AIM:
Count the lines in the listing below that contain the word "green". Reply with the number alone.

Point annotation dataset records
-=-=-
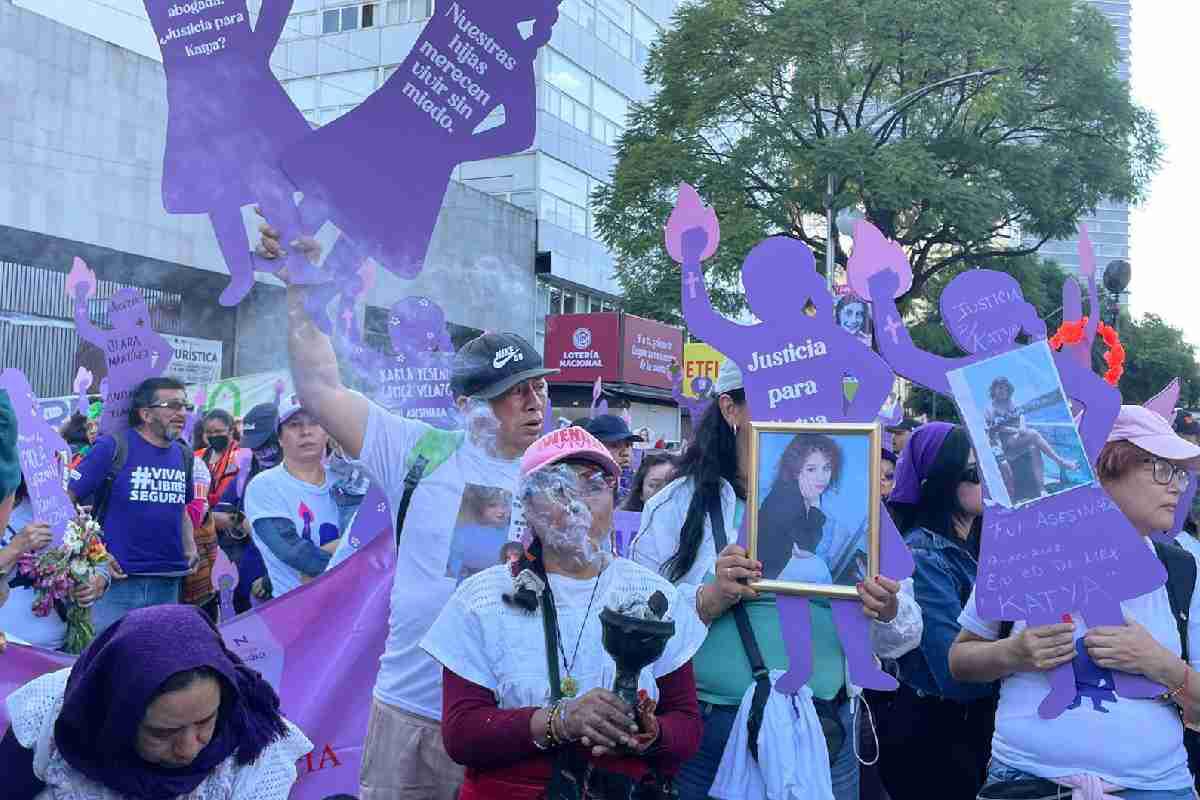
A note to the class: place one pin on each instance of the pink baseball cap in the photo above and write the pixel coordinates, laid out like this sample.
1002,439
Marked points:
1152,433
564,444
-=-=-
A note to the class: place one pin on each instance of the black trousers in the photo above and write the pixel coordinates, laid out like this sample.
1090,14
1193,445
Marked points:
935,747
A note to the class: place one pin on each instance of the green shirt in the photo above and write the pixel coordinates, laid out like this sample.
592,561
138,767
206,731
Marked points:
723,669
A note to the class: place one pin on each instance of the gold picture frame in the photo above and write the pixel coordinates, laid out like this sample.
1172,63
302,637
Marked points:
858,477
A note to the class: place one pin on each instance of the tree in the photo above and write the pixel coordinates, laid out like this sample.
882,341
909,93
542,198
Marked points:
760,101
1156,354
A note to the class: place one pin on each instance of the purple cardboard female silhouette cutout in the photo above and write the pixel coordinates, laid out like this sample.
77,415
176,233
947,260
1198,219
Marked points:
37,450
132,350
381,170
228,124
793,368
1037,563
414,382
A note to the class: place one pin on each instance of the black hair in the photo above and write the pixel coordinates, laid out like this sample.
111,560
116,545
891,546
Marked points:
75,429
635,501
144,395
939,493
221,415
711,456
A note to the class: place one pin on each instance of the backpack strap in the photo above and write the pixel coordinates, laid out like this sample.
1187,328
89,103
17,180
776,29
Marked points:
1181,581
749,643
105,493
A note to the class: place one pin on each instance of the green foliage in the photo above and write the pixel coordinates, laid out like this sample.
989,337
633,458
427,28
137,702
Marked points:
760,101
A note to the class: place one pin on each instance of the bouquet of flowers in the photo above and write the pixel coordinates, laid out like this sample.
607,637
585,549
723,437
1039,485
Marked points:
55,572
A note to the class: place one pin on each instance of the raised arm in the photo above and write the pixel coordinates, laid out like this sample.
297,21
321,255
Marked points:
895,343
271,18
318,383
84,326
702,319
-=-=-
WORKED ANSWER:
2